_HET PROBLEEM_
Zet alle regels van het materiaal hieronder om in een genummerde lijst en sla lege regels over. Laat de afbeeldingen weg uit je antwoord.
****************
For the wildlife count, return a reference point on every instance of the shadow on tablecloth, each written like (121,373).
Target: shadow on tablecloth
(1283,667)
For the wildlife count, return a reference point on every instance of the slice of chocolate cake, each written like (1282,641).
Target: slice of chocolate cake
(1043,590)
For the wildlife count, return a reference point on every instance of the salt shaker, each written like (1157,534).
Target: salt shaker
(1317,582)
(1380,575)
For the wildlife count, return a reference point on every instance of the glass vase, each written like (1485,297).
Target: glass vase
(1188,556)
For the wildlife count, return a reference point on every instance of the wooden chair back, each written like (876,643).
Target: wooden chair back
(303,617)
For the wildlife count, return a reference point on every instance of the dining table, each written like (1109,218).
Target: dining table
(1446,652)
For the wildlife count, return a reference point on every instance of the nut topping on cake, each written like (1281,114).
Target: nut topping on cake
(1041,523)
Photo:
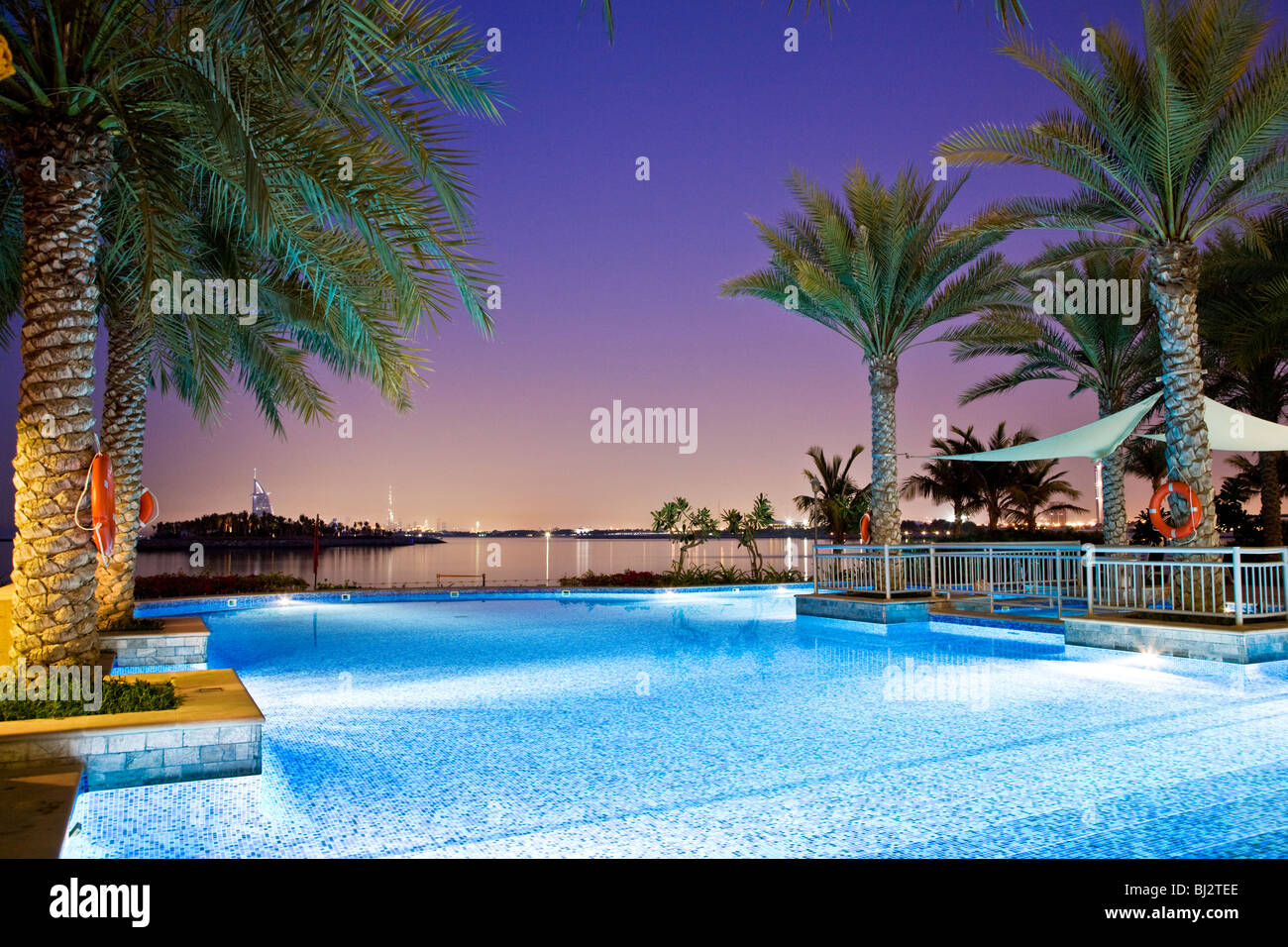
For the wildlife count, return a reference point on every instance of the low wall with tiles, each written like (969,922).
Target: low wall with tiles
(207,604)
(181,642)
(877,611)
(217,732)
(1209,643)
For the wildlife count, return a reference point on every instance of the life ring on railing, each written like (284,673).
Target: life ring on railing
(149,506)
(101,487)
(1159,522)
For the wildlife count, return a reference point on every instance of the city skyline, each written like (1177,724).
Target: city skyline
(503,431)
****************
_RESULTAAT_
1. For the wildlife count, return a reference point on every instance of the shadow on tablecloth, each written like (121,373).
2. Target: shadow on tablecloth
3. (1283,667)
4. For the wildlife count, return a reference point on every instance of the slice of chocolate cake, each written like (1282,641).
5. Target: slice of chocolate cake
6. (1043,590)
7. For the wildlife count, return a reference point on every instance of the salt shaker, each written like (1157,534).
8. Target: salt shaker
9. (1317,582)
10. (1380,575)
11. For the wildlife count, return a reference point on every instance of the glass vase, each written like (1485,297).
12. Target: glass vase
13. (1188,556)
14. For the wildlife count, return a reference point on every instance of the wooden chair back, each written like (876,643).
15. Target: wooden chair back
16. (303,617)
17. For the wildlife count, return a reference point on every instance of the dining table, each written like (1109,218).
18. Target: dining table
19. (1446,652)
20. For the wildlife count, return a reference point on every instance of the nut topping on cake, each written like (1281,114).
21. Target: nut topping on cake
22. (1041,523)
23. Photo:
24. For the wildlife count, return a reference point on every instance of the low wall with tiles, each written like (969,922).
25. Target: low wall with tiles
26. (207,604)
27. (181,642)
28. (877,611)
29. (217,732)
30. (1209,643)
31. For the wildlife count, return a reference point on every instance of the life ring on railing, each written like (284,673).
32. Target: life ring on railing
33. (149,506)
34. (101,487)
35. (1159,522)
36. For the wildlife count, return a reference point on every instance of the city skyline, each written like (1177,724).
37. Target: city skyline
38. (503,431)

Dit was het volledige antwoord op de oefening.